** WHAT IS EXPECTED **
Copy out the lines of the records word for word, beginning with the line containing "Whereabouts is the yellow" and ending with the line containing "top-left (210, 97), bottom-right (314, 206)", both included.

##### EXCERPTED DATA #####

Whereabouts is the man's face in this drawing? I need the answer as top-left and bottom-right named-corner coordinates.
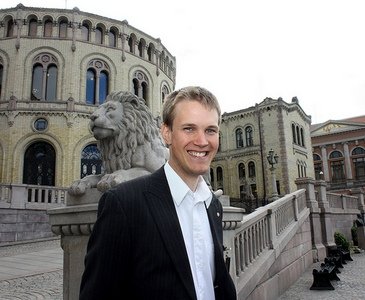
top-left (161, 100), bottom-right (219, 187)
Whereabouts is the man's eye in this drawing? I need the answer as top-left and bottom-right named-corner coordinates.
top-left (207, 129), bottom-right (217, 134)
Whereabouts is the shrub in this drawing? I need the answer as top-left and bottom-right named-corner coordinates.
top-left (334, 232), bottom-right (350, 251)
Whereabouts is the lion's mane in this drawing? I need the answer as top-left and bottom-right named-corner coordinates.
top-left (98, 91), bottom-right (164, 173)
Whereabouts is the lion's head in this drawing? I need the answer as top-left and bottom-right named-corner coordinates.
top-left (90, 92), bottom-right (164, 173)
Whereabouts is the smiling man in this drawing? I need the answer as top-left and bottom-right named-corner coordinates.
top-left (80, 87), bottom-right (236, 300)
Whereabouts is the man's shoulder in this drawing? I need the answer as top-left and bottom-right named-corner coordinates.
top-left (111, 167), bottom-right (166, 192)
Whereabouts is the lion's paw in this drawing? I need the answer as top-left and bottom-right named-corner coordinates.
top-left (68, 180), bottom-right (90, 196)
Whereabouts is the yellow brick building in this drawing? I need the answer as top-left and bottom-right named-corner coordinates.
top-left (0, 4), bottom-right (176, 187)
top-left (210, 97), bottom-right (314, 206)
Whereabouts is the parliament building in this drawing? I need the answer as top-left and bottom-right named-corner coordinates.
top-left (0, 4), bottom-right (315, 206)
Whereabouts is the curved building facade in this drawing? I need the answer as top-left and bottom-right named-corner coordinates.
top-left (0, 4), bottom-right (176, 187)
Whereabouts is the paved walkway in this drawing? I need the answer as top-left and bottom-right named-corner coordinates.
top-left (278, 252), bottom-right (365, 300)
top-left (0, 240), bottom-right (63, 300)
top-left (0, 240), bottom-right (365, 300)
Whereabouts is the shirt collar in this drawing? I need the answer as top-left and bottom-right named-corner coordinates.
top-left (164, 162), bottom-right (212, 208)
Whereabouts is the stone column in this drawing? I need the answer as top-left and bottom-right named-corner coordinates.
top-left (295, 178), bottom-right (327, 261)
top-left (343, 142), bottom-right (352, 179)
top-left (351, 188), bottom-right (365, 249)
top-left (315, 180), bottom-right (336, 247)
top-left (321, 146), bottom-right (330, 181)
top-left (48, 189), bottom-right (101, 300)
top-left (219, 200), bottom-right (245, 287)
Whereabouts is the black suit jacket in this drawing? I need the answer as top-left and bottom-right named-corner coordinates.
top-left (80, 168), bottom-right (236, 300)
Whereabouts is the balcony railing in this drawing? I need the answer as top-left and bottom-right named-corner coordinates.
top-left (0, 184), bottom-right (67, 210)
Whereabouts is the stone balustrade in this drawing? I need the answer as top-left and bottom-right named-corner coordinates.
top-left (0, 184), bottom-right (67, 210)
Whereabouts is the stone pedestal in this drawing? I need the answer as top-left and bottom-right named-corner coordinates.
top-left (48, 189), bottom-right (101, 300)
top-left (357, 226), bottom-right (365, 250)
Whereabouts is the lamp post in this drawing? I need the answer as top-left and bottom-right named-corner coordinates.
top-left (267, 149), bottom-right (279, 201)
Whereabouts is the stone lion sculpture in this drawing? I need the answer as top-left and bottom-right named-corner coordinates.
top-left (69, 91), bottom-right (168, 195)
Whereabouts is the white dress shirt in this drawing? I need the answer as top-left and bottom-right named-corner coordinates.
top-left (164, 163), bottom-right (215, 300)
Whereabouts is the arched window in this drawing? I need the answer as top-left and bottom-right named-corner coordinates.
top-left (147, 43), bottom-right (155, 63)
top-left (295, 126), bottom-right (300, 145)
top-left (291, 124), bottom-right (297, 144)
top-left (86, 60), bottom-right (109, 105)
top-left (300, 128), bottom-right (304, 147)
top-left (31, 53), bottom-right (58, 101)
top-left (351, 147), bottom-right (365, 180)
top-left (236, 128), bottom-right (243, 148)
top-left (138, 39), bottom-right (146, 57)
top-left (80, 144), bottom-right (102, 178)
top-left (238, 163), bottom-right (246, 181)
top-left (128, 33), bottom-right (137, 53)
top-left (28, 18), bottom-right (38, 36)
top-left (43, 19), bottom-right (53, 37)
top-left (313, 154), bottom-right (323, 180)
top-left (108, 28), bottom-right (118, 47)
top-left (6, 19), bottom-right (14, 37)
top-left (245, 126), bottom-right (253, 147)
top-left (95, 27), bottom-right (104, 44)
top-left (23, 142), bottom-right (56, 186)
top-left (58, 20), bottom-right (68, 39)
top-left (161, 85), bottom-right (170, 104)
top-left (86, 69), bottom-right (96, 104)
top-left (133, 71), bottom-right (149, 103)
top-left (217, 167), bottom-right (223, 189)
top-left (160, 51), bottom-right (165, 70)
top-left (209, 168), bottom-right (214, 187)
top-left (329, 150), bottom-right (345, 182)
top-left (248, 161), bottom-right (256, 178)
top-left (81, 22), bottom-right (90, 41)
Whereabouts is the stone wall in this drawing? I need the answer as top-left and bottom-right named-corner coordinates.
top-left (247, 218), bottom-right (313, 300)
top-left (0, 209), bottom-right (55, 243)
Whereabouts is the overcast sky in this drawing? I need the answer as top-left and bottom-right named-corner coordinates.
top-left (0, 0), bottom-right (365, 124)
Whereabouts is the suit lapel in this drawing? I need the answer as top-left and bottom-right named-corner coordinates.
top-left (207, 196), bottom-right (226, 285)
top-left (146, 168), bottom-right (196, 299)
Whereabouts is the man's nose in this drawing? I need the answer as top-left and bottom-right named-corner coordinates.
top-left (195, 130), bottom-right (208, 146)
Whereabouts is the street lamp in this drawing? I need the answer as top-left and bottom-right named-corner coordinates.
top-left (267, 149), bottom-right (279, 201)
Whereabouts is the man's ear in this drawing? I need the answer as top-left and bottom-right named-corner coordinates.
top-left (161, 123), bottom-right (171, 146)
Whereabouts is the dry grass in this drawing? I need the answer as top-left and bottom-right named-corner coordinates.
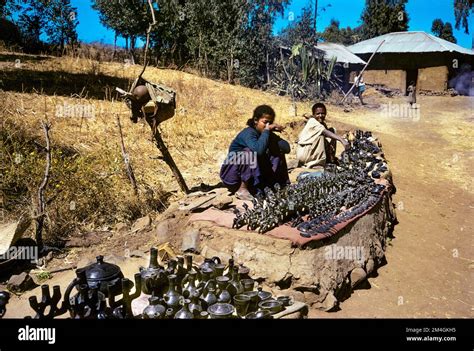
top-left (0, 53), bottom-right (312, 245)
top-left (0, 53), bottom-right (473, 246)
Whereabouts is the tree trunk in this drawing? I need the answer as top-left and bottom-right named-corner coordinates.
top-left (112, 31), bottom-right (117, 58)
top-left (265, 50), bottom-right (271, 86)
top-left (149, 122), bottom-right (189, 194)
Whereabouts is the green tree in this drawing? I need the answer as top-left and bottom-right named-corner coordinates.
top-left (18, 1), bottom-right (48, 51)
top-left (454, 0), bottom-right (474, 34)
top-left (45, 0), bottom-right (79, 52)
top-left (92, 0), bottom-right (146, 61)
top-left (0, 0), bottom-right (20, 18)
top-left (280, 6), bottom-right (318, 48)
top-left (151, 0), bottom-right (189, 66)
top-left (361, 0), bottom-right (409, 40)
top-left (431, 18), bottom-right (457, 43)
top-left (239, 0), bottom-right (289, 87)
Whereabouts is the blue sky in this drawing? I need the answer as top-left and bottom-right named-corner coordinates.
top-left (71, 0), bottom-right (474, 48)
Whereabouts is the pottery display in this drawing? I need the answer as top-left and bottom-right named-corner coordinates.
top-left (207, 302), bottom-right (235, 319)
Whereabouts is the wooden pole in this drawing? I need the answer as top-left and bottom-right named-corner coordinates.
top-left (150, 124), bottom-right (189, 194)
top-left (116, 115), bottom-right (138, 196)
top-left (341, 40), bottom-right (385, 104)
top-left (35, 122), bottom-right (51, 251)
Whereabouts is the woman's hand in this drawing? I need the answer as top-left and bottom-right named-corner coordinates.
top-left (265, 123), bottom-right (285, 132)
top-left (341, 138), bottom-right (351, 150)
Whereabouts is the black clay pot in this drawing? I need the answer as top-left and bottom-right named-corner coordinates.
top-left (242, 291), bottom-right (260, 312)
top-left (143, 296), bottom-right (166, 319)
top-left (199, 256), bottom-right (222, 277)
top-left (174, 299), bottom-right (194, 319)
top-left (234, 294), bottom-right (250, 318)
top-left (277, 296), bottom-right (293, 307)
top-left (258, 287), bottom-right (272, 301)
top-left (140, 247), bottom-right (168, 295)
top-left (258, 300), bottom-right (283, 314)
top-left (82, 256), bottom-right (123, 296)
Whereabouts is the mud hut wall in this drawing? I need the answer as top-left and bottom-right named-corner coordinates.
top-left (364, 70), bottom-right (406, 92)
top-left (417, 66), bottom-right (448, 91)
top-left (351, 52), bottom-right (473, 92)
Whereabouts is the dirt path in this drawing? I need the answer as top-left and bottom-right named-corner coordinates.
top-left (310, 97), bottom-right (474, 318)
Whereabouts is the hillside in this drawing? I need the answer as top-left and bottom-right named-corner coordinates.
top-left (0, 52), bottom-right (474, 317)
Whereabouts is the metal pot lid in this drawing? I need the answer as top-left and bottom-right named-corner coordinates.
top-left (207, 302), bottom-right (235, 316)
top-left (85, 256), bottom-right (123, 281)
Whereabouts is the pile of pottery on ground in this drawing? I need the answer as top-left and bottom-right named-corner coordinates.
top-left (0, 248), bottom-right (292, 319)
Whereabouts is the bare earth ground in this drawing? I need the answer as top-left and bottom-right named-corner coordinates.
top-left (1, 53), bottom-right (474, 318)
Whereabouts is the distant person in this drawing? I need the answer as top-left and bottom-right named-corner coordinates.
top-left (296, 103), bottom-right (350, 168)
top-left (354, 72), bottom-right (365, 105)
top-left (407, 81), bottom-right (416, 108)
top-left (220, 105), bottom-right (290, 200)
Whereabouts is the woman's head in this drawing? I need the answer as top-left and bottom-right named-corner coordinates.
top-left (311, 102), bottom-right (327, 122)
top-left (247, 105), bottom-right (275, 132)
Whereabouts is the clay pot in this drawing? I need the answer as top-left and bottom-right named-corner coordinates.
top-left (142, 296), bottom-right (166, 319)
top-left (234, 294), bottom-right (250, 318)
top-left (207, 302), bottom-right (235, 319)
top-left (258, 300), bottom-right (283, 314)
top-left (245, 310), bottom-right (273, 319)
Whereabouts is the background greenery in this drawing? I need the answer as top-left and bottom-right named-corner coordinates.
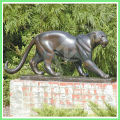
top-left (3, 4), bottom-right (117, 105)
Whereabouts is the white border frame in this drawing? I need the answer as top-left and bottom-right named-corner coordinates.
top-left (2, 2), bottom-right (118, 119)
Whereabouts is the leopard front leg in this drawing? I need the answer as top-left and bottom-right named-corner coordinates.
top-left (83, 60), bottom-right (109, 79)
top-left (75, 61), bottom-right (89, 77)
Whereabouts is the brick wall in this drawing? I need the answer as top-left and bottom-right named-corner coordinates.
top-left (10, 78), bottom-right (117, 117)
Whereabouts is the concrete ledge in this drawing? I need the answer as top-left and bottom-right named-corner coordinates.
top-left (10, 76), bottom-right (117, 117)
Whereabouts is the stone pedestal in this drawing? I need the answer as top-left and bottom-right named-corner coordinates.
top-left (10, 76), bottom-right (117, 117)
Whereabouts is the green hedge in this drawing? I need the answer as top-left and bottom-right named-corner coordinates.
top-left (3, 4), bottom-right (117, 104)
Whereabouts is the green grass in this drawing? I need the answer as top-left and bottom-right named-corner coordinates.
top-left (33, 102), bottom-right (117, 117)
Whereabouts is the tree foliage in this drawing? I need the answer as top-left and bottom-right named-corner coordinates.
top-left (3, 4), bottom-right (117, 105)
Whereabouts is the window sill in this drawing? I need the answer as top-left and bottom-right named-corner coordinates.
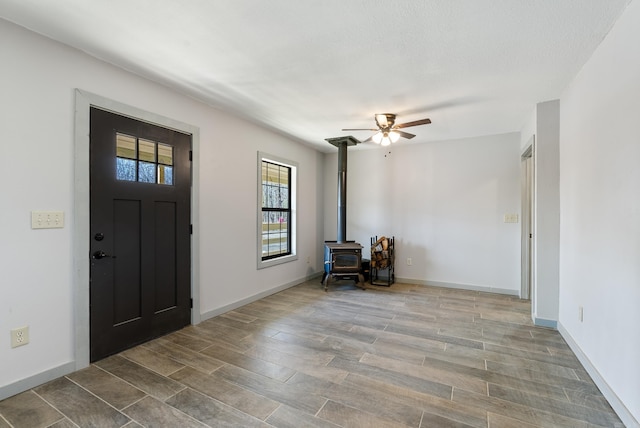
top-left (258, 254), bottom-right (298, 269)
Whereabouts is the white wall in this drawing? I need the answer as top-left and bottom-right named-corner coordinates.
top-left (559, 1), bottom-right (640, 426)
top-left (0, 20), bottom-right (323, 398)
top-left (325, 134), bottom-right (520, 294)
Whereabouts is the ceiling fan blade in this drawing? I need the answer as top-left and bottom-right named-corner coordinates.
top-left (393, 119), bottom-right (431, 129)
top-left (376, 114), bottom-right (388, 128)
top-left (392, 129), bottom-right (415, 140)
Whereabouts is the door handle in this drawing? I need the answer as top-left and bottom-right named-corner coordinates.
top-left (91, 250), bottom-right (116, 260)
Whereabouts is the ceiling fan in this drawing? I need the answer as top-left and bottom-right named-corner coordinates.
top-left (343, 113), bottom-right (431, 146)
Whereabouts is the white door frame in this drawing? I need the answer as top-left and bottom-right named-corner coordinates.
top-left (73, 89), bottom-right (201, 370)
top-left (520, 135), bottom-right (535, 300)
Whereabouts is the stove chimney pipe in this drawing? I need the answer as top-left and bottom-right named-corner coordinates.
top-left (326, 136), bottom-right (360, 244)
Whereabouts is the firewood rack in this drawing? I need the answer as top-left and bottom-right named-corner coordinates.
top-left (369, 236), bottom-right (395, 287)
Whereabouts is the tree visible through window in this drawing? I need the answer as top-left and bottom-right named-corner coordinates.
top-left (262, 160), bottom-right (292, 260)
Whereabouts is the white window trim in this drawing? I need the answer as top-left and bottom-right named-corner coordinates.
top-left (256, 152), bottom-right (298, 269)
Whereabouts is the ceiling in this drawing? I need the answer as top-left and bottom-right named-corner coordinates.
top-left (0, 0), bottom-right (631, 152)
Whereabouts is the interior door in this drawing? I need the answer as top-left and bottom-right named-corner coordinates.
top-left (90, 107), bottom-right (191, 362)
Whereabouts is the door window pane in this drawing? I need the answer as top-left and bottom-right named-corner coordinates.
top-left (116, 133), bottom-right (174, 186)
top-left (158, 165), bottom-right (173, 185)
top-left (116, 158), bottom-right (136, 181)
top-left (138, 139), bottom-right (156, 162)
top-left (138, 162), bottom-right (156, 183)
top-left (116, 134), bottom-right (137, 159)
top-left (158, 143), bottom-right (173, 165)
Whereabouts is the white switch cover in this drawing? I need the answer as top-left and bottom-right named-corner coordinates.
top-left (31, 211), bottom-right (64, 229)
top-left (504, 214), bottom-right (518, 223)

#####

** FINAL RESULT **
Whereabouts is the yellow brick building in this drawing? I need the answer as top-left and bottom-right named-corner coordinates.
top-left (0, 4), bottom-right (176, 187)
top-left (210, 97), bottom-right (314, 206)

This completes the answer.